— What the task requires —
In the excerpt on the writ of habeas corpus, to whom is the writ directed?

A decision which expressly leaves open a question cannot obviously be an authority on the said question. The said question, which was so left open, now falls to be decided.

5. Conversely, the correctness of that decision does not call for any reconsideration in the present petition, for that is outside the scope of the question now raised before us.

6. This leads us to the considerations of the scope of a writ of habeas corpus. The nature of the writ of habeas corpus has been neatly summarized in Corpus Juris Secundum, Vol.39 at p. 424 thus:

"The writ of habeas corpus is a writ directed to the person detaining another, commanding him to produce the body of the prisoner at a designated time and place, with the day and cause of his caption and detention, to do, submit to, and receive whatsoever the Court or Judge awarding the writ all consider in that behalf."

[Collected data]

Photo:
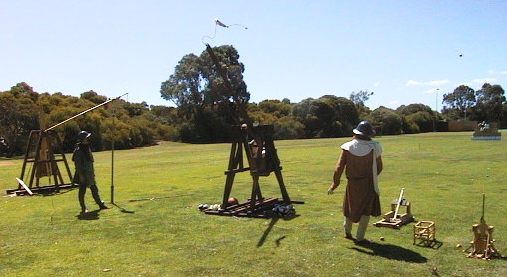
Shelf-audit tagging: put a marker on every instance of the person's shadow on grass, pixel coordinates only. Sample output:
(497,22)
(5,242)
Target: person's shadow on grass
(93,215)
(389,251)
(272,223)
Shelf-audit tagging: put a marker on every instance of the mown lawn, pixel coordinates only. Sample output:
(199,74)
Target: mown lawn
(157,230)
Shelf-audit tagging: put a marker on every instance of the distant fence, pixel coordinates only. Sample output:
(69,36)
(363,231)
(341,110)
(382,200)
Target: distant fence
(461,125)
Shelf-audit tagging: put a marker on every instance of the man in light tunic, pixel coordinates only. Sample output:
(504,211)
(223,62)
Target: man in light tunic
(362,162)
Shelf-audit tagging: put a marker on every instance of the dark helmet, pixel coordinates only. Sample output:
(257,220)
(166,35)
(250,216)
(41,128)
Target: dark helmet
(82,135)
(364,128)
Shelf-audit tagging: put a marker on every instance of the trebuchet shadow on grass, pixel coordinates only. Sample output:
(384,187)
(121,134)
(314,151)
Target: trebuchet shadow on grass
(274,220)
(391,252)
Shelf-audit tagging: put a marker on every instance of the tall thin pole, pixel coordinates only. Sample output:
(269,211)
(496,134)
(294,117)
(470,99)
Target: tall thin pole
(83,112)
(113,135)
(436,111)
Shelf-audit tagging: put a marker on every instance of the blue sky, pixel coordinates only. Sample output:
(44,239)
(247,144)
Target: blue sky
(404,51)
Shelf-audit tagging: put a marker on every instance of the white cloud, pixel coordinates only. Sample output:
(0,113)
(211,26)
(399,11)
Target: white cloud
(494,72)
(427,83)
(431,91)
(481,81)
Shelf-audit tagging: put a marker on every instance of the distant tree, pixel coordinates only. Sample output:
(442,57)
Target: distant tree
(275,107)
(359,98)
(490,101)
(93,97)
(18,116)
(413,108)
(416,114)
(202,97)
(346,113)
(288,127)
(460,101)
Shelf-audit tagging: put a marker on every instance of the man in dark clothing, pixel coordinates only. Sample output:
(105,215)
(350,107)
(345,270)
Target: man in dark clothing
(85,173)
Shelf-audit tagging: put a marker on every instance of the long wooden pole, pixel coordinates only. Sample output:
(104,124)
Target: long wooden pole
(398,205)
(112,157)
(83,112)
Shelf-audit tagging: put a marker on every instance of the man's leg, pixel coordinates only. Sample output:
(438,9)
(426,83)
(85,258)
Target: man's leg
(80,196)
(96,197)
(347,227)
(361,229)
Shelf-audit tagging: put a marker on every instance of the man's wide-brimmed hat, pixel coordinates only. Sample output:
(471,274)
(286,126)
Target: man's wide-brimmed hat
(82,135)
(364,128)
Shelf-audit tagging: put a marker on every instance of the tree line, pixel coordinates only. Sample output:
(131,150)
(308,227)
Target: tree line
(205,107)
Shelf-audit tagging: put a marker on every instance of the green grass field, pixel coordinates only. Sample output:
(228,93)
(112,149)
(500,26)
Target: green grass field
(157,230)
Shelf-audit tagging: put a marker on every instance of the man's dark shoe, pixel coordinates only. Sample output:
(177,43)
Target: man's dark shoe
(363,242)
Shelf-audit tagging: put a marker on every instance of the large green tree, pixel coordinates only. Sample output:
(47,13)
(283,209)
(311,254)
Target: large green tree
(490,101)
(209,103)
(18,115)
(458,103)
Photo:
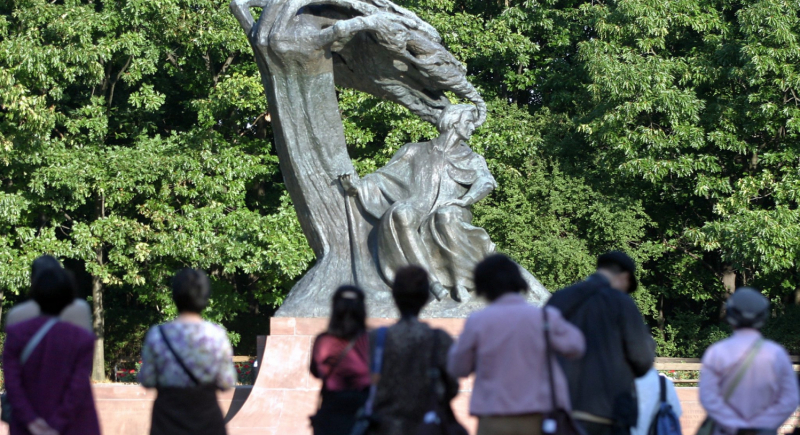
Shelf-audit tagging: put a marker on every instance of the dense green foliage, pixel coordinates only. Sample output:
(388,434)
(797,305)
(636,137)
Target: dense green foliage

— Result for this task —
The person detaining another.